- INSTRUCTIONS TO FOLLOW
Count the lines in the records below that contain the string "light". Give only the number.

(Data listing)
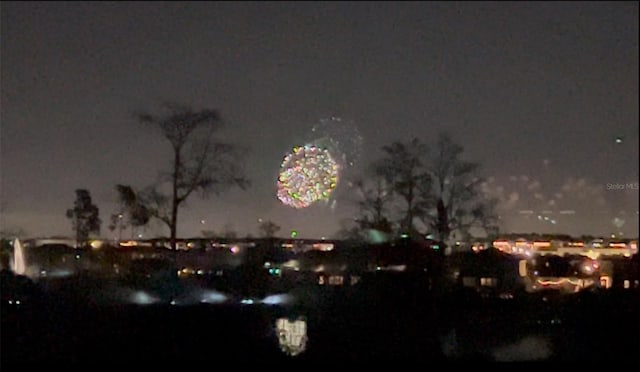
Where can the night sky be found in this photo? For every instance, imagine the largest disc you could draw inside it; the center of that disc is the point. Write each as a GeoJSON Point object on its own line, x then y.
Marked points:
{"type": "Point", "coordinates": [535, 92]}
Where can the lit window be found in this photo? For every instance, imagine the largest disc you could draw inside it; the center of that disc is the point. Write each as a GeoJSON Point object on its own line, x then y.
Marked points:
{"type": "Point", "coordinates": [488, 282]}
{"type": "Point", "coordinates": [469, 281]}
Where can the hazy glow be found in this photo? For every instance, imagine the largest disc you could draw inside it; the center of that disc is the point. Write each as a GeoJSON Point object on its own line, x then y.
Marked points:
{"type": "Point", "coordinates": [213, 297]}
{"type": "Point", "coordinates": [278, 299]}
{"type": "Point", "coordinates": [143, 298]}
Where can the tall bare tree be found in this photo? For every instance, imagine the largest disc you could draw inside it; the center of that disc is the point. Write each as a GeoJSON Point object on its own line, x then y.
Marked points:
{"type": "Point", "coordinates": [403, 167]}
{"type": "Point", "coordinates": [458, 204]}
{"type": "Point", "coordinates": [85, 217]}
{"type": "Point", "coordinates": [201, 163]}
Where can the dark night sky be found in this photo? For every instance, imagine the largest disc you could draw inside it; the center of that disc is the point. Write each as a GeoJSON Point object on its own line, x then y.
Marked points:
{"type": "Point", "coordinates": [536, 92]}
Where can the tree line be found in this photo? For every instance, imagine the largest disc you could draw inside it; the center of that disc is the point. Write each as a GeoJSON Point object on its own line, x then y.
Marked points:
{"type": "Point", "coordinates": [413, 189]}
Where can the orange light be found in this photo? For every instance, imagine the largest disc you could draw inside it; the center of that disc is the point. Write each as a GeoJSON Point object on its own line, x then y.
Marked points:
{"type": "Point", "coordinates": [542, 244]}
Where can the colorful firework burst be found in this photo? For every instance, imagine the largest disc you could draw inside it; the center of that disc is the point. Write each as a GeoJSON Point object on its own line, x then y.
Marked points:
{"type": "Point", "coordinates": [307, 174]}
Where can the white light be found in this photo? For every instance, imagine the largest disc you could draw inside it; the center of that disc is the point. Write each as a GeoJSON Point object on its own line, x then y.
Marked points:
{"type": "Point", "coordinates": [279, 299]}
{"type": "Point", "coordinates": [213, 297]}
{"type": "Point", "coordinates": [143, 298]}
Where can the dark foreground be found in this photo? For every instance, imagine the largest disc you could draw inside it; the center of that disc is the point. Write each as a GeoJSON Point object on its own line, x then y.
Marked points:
...
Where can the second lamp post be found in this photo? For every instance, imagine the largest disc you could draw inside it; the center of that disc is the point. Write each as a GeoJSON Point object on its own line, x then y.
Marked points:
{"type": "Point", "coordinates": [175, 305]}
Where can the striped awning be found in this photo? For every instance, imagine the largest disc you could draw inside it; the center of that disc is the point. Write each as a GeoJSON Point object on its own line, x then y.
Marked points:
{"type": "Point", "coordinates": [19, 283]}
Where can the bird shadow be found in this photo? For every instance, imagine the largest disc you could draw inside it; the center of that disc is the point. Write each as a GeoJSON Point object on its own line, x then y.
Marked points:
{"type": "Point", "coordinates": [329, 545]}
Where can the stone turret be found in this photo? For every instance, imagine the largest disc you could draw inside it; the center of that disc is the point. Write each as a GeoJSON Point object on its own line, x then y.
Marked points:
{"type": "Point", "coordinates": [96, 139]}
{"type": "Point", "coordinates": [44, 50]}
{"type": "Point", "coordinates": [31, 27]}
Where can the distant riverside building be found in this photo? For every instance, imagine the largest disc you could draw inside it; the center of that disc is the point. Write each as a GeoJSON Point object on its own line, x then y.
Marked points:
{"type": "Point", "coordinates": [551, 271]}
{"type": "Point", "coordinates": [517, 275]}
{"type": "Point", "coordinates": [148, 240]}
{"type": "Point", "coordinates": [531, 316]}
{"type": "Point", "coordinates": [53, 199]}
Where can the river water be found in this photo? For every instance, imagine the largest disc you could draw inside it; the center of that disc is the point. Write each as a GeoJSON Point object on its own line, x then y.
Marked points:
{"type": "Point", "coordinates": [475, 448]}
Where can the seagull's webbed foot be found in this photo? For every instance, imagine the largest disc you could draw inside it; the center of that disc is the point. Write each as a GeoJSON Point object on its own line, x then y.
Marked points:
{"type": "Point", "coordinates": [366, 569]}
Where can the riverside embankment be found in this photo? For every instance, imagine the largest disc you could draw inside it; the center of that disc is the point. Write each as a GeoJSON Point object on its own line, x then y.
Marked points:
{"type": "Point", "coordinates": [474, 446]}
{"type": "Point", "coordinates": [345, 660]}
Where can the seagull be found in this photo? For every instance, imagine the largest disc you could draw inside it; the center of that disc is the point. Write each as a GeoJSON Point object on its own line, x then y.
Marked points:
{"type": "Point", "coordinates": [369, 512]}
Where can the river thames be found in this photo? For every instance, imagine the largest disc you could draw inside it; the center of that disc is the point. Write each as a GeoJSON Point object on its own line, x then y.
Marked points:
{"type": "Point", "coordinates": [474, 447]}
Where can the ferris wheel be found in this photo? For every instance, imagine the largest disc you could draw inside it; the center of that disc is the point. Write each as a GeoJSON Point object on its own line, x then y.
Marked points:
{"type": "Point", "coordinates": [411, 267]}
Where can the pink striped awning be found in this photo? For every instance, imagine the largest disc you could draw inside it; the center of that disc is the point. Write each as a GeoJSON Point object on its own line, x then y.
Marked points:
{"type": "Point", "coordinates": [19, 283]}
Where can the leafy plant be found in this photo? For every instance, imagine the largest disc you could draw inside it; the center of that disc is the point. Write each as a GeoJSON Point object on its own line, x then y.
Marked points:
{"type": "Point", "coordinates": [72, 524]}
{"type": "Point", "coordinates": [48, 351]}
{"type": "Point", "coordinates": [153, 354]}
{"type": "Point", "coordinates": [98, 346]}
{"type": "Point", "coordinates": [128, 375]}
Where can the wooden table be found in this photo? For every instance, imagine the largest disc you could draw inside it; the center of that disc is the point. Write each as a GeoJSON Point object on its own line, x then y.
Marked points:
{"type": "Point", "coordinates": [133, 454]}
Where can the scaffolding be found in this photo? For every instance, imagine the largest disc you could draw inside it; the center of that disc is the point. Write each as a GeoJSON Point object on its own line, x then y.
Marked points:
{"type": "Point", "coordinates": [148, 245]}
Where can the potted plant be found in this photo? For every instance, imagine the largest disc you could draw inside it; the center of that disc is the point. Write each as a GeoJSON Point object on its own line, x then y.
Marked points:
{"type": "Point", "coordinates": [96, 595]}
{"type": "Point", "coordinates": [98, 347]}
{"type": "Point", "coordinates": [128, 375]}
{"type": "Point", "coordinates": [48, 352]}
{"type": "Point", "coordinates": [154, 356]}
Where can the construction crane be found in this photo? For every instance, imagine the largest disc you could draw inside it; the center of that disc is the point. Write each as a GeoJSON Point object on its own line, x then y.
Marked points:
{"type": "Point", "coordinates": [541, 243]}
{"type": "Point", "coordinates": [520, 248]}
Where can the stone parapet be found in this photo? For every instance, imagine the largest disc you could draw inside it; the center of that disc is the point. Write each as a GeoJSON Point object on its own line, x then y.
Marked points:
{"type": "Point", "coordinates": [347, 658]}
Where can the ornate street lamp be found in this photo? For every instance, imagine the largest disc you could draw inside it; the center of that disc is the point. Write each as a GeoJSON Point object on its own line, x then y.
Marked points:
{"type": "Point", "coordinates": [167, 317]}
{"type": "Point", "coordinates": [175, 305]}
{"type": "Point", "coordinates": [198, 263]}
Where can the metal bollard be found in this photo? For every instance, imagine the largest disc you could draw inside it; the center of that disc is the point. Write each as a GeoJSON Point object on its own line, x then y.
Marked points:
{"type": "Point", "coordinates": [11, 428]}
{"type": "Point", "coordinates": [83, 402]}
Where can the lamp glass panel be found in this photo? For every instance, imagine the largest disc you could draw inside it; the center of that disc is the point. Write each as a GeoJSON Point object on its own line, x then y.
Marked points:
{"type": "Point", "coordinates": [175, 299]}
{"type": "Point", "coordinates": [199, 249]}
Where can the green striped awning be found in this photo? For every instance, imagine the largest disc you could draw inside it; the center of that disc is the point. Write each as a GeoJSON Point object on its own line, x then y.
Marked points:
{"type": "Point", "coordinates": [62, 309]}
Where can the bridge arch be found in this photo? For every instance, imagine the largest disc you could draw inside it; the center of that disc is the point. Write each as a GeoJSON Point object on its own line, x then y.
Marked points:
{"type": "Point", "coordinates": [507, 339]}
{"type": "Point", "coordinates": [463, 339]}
--
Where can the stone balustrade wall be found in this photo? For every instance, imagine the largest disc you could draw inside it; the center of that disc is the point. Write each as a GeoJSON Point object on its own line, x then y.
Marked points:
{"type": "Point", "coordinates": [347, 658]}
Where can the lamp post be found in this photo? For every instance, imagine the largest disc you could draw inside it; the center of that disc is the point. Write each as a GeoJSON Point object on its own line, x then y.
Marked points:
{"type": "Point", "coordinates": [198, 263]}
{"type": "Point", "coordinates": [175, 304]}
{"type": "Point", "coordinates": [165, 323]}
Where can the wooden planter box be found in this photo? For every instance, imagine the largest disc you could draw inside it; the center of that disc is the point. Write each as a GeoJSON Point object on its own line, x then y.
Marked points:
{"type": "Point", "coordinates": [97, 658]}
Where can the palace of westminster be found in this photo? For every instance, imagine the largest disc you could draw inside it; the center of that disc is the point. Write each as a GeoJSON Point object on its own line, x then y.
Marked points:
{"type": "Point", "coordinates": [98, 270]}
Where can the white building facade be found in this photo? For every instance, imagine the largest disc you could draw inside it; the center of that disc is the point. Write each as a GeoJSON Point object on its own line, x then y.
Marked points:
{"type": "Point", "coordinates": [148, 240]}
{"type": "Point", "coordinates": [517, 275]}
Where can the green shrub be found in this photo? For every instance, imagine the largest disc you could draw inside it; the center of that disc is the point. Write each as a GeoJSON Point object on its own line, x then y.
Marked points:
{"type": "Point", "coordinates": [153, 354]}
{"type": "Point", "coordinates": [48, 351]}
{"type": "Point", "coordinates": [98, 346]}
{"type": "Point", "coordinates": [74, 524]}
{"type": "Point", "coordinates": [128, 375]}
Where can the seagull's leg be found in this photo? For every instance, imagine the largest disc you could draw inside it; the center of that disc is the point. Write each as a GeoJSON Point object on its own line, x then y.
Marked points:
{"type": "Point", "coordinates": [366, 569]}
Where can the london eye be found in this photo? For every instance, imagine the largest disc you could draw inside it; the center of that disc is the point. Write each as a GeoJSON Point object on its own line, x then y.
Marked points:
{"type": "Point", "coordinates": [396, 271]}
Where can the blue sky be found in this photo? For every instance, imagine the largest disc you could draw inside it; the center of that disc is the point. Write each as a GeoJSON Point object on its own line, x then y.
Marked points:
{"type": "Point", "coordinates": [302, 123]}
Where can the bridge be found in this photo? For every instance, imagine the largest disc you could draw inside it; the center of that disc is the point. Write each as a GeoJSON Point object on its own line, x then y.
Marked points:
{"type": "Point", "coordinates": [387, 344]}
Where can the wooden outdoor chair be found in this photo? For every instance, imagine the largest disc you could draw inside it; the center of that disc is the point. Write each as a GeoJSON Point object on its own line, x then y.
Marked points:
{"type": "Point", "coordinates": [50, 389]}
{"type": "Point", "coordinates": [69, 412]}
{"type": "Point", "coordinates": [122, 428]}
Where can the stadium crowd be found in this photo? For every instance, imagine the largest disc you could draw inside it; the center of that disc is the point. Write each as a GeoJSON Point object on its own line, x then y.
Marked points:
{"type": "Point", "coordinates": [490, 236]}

- OUTPUT OF THE EXERCISE
2